» **What you should do**: Say the number of lines in the records below that hold the word "instance", and only that number.

» **Records to use**:
____

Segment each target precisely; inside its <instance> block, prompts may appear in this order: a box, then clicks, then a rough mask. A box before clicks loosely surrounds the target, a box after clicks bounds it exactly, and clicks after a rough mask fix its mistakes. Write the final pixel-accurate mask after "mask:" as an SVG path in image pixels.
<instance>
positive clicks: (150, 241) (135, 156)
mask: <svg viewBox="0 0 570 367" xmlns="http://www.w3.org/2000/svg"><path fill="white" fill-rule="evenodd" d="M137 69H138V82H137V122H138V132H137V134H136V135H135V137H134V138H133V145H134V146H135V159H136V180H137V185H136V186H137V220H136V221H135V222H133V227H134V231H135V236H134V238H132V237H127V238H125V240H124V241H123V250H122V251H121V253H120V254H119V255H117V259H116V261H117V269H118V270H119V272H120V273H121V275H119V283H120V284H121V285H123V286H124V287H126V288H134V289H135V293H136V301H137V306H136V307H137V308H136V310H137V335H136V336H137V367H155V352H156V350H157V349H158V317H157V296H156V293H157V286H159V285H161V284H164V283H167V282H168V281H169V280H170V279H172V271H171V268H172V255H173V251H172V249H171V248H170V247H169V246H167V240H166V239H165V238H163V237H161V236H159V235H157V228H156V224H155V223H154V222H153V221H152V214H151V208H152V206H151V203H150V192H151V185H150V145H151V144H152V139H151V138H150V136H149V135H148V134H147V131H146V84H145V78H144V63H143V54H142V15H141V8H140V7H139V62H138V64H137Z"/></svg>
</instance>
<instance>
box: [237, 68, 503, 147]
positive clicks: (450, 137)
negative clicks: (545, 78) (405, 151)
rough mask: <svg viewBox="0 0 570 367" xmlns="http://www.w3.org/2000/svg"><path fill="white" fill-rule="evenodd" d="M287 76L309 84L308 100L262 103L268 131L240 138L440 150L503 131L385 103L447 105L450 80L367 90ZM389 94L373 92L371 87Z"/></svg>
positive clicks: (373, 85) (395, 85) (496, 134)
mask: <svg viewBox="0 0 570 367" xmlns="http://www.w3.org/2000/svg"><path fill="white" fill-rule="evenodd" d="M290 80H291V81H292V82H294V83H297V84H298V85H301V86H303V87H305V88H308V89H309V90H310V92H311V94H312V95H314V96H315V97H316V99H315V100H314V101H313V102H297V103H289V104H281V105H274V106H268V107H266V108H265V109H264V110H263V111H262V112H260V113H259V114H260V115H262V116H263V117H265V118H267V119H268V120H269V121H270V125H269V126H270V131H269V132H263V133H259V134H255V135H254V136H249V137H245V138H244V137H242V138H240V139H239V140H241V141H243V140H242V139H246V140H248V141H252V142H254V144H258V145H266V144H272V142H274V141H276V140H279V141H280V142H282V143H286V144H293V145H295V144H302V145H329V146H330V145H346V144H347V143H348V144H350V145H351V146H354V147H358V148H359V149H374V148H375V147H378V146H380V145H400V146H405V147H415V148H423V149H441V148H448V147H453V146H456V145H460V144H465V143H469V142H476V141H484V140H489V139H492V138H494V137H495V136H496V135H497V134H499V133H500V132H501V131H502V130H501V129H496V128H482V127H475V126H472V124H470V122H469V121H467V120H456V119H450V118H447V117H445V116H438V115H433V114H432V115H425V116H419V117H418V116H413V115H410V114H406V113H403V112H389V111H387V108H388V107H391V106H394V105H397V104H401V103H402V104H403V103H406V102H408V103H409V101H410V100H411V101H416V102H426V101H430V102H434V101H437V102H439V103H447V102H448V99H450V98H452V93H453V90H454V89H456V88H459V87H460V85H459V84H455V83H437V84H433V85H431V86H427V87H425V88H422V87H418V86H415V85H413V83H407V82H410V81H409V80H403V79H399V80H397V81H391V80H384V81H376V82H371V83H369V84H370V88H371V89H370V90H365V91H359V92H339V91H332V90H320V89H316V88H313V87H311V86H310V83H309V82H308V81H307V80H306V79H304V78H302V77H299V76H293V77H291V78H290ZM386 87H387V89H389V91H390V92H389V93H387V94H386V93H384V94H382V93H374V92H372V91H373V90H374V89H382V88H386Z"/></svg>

____

» **Completed exercise**: 4